At 12:58 am on August 3, a baby girl was born silently into the world. She was rushed over to a stabilization area and bagged. I remember the room being so quiet that you could hear a pin needle drop. We were all waiting. And then, she cried! It was music to all of our ears! You know those movie scenes were life is almost paused, and then something happens and it just gets loud and busy again? That’s what happened that day. They swaddled my 4lb baby girl, and brought her to me. I was in awe of how beautiful she was. I remember just being totally amazed by her. Her weight on my chest melted all of the fear away and I knew she was going to live.
When I was pregnant with her, my view of Trisomy 18 was so different than it is now.
Now, my view of Trisomy 18 is this gorgeous TODDLER. It’s her long auburn hair. It’s her blue eyes. Her perfect little hands and her crooked pointer fingers that reach up and touch my face. It’s her button nose that scoops up on the end and has the most perfect curve to kiss. It’s the curls that fall at the end of her hair. Trisomy 18 to me is night time snuggles, telling her I love her a million times every day, making sure I give her a lifetime of kisses, and showing the world how perfect she really is.

**WHAT TO WORK ON:**
A. According to the essay about a daughter with Trisomy 18, at what time was the baby girl born?
B. Rewrite the part of the essay about a daughter with Trisomy 18 from "At 12:58 am" to "going to live.", changing "baby girl" to "daughter".
C. Extend the essay about a daughter with Trisomy 18 past its final sentence.

**DATASET EXTRACT:**
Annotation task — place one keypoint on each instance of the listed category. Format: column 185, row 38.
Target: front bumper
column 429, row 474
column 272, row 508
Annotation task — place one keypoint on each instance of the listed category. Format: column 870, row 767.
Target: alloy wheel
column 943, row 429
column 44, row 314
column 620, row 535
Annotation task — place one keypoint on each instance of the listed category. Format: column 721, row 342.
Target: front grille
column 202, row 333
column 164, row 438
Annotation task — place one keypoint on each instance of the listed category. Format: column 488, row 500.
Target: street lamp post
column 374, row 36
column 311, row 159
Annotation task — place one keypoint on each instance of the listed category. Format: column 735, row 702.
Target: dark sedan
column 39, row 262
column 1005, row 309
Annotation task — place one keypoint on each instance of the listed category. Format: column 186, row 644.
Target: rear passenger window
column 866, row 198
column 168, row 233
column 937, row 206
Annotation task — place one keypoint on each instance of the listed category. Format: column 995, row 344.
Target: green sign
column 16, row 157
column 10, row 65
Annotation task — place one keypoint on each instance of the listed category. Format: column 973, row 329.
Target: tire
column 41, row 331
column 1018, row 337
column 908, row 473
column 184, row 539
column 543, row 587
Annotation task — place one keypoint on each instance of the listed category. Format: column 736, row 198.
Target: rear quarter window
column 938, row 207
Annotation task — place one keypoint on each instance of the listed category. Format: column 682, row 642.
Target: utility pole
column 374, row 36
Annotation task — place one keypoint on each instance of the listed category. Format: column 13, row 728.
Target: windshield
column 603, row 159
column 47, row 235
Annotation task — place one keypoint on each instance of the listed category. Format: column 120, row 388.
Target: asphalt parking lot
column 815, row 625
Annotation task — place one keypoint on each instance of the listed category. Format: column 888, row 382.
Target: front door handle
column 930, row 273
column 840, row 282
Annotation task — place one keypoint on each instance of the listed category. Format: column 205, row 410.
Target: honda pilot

**RESULTS BY TASK:**
A. She was born at 12:58 am on August 3.

B.
At 12:58 am on August 3, a daughter was born silently into the world. She was rushed over to a stabilization area and bagged. I remember the room being so quiet that you could hear a pin needle drop. We were all waiting. And then, she cried! It was music to all of our ears! You know those movie scenes were life is almost paused, and then something happens and it just gets loud and busy again? That’s what happened that day. They swaddled my 4lb daughter, and brought her to me. I was in awe of how beautiful she was. I remember just being totally amazed by her. Her weight on my chest melted all of the fear away and I knew she was going to live.

C.
When people think of Trisomy 18, I want them to think of this picture. I want them to think of Lillian. I want them to see how beautiful Trisomy 18 is. I want them to look past that label and see children like my daughter for who they really are—perfect.
Lillian is a sassy, strong warrior that has overcome more in 2 years than most people do in 90. She still has daily struggles, and health complications but we take life one day at a time and do our best to live it to the fullest. I spent the majority of Lillian’s first year in constant fear of her death. Around the time of her first birthday, I realized that we are all going to die. Lillian has surpassed her life expectancy 10 gold, why was I so afraid? Tragedy could strike at any moment for any of us. And in those moments, I chose to live. I chose life for Lillian, again. I chose life for my family. We still go out and have dinner or shop. It’s not every week, but it’s as often as possible. We make the most of our situation. We laugh through hospital admissions. We sing through the storm. And we love more fiercely than we ever have. All because of one extra chromosome.